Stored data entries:
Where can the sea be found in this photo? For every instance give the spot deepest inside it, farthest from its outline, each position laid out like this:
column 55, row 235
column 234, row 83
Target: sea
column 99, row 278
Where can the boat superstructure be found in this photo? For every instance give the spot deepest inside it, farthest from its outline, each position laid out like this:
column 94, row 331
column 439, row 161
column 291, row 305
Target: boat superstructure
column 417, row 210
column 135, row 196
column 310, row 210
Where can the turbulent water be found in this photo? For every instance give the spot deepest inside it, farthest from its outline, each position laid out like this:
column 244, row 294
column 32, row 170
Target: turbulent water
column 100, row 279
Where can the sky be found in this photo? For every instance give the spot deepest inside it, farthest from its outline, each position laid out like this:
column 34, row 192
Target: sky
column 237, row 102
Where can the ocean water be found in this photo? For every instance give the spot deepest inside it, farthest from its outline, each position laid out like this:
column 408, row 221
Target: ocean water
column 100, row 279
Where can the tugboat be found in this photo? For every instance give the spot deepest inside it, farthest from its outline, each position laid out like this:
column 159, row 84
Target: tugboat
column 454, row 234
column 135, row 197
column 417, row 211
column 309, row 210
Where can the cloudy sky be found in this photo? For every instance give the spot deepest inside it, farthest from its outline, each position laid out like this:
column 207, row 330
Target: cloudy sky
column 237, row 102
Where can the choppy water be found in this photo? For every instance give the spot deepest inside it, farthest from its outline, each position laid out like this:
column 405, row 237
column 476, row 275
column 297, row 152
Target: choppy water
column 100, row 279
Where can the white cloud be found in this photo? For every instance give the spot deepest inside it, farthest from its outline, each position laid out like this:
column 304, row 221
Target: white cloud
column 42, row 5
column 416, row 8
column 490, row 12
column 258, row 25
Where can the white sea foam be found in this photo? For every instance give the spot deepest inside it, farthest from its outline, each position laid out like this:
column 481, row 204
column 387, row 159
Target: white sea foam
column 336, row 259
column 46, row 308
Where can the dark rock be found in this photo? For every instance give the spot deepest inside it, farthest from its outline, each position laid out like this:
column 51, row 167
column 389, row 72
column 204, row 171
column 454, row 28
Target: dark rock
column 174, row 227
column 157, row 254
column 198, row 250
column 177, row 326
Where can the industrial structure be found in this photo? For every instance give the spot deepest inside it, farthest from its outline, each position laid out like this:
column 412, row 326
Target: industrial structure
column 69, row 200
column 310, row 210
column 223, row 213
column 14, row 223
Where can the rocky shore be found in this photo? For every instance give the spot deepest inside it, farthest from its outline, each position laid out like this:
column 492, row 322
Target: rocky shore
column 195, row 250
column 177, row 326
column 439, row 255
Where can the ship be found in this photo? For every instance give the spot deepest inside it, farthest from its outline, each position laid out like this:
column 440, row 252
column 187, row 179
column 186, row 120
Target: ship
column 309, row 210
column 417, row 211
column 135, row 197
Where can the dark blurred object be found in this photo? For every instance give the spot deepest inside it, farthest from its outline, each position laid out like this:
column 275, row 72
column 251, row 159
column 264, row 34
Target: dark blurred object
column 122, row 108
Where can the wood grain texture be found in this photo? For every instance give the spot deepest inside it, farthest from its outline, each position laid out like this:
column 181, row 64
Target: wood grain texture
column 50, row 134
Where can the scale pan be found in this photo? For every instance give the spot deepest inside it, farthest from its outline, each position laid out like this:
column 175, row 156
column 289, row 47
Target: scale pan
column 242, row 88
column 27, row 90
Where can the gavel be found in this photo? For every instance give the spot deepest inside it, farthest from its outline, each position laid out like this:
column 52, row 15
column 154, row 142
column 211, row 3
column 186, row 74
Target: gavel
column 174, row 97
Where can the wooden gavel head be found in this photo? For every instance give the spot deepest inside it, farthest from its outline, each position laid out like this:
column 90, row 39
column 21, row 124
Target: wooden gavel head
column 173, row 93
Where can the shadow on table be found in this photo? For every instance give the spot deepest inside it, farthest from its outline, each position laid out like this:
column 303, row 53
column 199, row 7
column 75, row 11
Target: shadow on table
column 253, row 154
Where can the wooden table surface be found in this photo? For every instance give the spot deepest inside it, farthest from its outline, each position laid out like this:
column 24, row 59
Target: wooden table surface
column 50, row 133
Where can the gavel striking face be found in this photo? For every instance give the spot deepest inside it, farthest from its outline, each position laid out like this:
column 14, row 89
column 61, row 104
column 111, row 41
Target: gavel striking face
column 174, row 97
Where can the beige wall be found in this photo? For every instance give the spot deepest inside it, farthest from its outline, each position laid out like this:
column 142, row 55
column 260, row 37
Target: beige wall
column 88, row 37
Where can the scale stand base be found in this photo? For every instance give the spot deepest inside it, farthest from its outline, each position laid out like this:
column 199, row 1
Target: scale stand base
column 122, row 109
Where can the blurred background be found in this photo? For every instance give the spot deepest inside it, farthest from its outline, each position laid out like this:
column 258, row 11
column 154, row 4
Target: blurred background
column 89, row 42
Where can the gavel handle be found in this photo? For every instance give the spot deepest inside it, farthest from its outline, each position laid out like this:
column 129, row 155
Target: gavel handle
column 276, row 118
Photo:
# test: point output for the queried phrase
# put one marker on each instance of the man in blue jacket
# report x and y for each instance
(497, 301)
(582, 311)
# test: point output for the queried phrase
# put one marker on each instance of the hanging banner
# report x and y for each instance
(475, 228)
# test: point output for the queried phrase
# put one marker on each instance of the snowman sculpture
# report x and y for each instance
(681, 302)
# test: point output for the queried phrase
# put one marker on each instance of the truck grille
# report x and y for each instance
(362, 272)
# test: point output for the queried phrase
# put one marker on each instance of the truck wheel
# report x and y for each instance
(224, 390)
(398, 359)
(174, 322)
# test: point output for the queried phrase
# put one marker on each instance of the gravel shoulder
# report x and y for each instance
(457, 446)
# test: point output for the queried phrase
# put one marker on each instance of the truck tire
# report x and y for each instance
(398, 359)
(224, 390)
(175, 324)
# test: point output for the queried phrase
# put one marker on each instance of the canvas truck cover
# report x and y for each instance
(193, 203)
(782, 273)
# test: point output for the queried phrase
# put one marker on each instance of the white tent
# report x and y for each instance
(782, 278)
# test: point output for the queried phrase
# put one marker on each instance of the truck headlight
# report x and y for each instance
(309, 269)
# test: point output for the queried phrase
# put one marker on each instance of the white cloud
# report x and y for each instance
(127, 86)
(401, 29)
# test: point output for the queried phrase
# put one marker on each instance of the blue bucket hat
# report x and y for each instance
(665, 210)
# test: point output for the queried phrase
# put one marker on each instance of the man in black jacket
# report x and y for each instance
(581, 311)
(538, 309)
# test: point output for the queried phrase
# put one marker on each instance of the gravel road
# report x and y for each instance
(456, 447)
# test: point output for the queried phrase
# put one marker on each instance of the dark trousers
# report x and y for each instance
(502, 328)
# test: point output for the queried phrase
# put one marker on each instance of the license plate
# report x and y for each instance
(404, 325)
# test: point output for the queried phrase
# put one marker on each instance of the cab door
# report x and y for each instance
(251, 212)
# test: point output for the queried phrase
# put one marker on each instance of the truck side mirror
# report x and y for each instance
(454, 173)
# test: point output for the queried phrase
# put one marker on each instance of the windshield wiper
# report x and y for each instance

* Task statement: All of the data above must be retyped exactly.

* Finished exercise:
Where can the sea be found in this photo? For every instance give the spot deepest inside it, farthest from its outline, each position laid out like this:
column 55, row 235
column 234, row 83
Target: sea
column 99, row 278
Where can the boat superstructure be found in this photo? For every instance give the spot deepest inside it, farthest from its outline, each position laid out like this:
column 94, row 331
column 439, row 161
column 291, row 305
Target: boat superstructure
column 417, row 210
column 135, row 196
column 310, row 210
Where can the turbulent water be found in this photo? For every instance give the spot deepest inside it, farthest from its outline, each position laid out like this:
column 244, row 294
column 32, row 170
Target: turbulent water
column 100, row 279
Where can the sky be found in this photo? For every instance give the spot deepest inside it, farthest from its outline, each position laid out like this:
column 34, row 192
Target: sky
column 237, row 102
Where can the ocean water be found in this photo? For every instance give the spot deepest inside it, farthest from its outline, each position laid out like this:
column 408, row 221
Target: ocean water
column 100, row 279
Where can the tugboat be found in this photo? For every instance give the spot deepest inside it, farthest from its outline, each position laid out like this:
column 159, row 84
Target: tugboat
column 454, row 234
column 135, row 197
column 417, row 211
column 309, row 210
Where can the cloudy sky be found in this photo? For every instance give the spot deepest inside it, farthest from its outline, each position laid out like this:
column 207, row 330
Target: cloudy sky
column 237, row 102
Where can the choppy water be found in this photo? For every instance give the spot deepest inside it, farthest from its outline, each position laid out like this:
column 405, row 237
column 476, row 275
column 297, row 152
Target: choppy water
column 100, row 279
Where can the white cloud be found in this photo? For every instance give the spot deepest inside it, farthest from its outline, each position laid out like this:
column 304, row 221
Target: white cloud
column 42, row 5
column 416, row 8
column 490, row 12
column 258, row 25
Where can the white sea foam be found in this photo? For every instance give the spot deepest inside it, farthest from its outline, each position laid out like this:
column 481, row 204
column 387, row 159
Target: white sea foam
column 336, row 259
column 46, row 308
Where can the dark rock be found in this photo? For every instance give the spot deepest inside it, farthest from its outline, each position laid out like this:
column 51, row 167
column 389, row 72
column 204, row 171
column 454, row 28
Target: dark rock
column 174, row 227
column 157, row 254
column 198, row 250
column 177, row 326
Where can the industrial structure be found in this photo? For every instance give the spot deepest inside it, farthest from its outline, each position laid out like this:
column 412, row 326
Target: industrial structure
column 69, row 200
column 310, row 210
column 223, row 213
column 14, row 223
Where can the rocky shore be found in this photo? For every instance give the spot deepest inside it, farthest from its outline, each position laid out like this:
column 492, row 322
Target: rocky shore
column 195, row 250
column 177, row 326
column 439, row 255
Where can the ship be found in this photo? For every instance give the spot deepest inside it, farthest from its outline, each position laid out like this:
column 440, row 252
column 187, row 179
column 186, row 120
Target: ship
column 309, row 210
column 417, row 211
column 135, row 197
Where can the dark blurred object be found in this photo? For every instance give the spot deepest inside it, farthest from its outline, each position laid out like this:
column 275, row 72
column 251, row 159
column 264, row 34
Target: dark blurred object
column 122, row 108
Where can the wood grain texture be found in this photo? For every instance give the spot deepest inside it, farthest from its outline, each position laid out like this:
column 181, row 64
Target: wood grain texture
column 50, row 134
Where can the scale pan be found in this photo? For every instance give the spot deepest inside it, farthest from its outline, each position laid out like this:
column 175, row 156
column 289, row 47
Target: scale pan
column 242, row 88
column 27, row 90
Where can the gavel be found in this photo? For every instance give the spot deepest inside it, farthest from its outline, each position laid out like this:
column 52, row 15
column 154, row 142
column 211, row 3
column 186, row 74
Target: gavel
column 174, row 97
Where can the wooden gavel head be found in this photo? For every instance give the spot deepest inside it, farthest from its outline, each position laid out like this:
column 90, row 39
column 21, row 124
Target: wooden gavel head
column 173, row 93
Where can the shadow on table be found in this photo? For every instance give the spot deepest inside it, farthest from its outline, each position laid out like this:
column 303, row 53
column 199, row 7
column 75, row 11
Target: shadow on table
column 253, row 154
Where can the wooden table surface be found in this photo? For every instance give the spot deepest inside it, farthest from its outline, each position laid out like this:
column 24, row 59
Target: wooden table surface
column 50, row 133
Where can the gavel striking face be found in this photo? For every instance give the spot deepest inside it, farthest from its outline, each position laid out like this:
column 14, row 89
column 61, row 104
column 111, row 41
Target: gavel striking face
column 174, row 97
Where can the beige wall be found in this photo? For every instance give the spot deepest inside it, farthest from its outline, each position laid out like this:
column 142, row 55
column 260, row 37
Target: beige wall
column 88, row 37
Where can the scale stand base be found in this photo? For every instance give the spot deepest inside it, farthest from its outline, each position laid out like this:
column 199, row 1
Target: scale stand base
column 122, row 109
Where can the blurred background be found in this photo? For every instance give the spot deepest inside it, farthest from its outline, each position laid out like this:
column 258, row 11
column 154, row 4
Target: blurred background
column 89, row 42
Where can the gavel handle be found in this photo? For every instance give the spot deepest inside it, farthest from its outline, each position laid out like this:
column 129, row 155
Target: gavel handle
column 276, row 118
Photo:
# test: point output for the queried phrase
# put one marker on each instance of the man in blue jacket
# report x and y for each instance
(497, 301)
(582, 311)
# test: point output for the queried phrase
# put one marker on each instance of the hanging banner
# report x and y for each instance
(475, 228)
# test: point output for the queried phrase
# put one marker on each instance of the snowman sculpture
# report x and y for each instance
(681, 302)
# test: point output for the queried phrase
# put one marker on each instance of the truck grille
# report x and y for each instance
(362, 272)
# test: point output for the queried phrase
# put one marker on each instance of the truck wheel
# report x and y for each instance
(224, 390)
(398, 359)
(174, 322)
# test: point output for the queried phrase
# put one marker on each instance of the gravel shoulder
# report x and y for each instance
(457, 446)
# test: point output for the queried phrase
# put one marker on each instance of the truck tire
# report x and y for each instance
(398, 359)
(224, 390)
(175, 324)
# test: point output for the queried phrase
# put one marker on each instance of the canvas truck cover
# report x and y for each instance
(193, 203)
(782, 273)
# test: point output for the queried phrase
# put one marker on each instance of the white tent
# report x and y for each instance
(782, 278)
# test: point output for the queried phrase
# put one marker on each instance of the truck headlight
# report x and y for each instance
(309, 269)
# test: point output for the queried phrase
# put one marker on each instance of the white cloud
# report x and y for each instance
(127, 86)
(401, 29)
# test: point output for the queried phrase
# put one marker on each instance of the blue bucket hat
# report x and y for each instance
(665, 210)
# test: point output for the queried phrase
# put one marker on each instance of the man in black jacket
# report x and y for each instance
(581, 311)
(538, 309)
# test: point output for the queried phrase
# put one marker on each instance of the gravel road
# report x and y for each instance
(456, 447)
# test: point output for the queried phrase
# put one marker on each instance of the dark trousers
# report x and y for each instance
(502, 328)
# test: point output for the queried phrase
# put one marker on each instance of the license plate
# report x and y for each instance
(404, 325)
# test: point output for the queried phrase
# put one marker on each instance of the cab door
# report x and y for each instance
(251, 212)
# test: point output for the queried phrase
# put one marker on each instance of the truck side mirror
# report x and y for each instance
(454, 173)
# test: point output for the queried phrase
# put one marker on each instance of the windshield wiper
# report x and y for each instance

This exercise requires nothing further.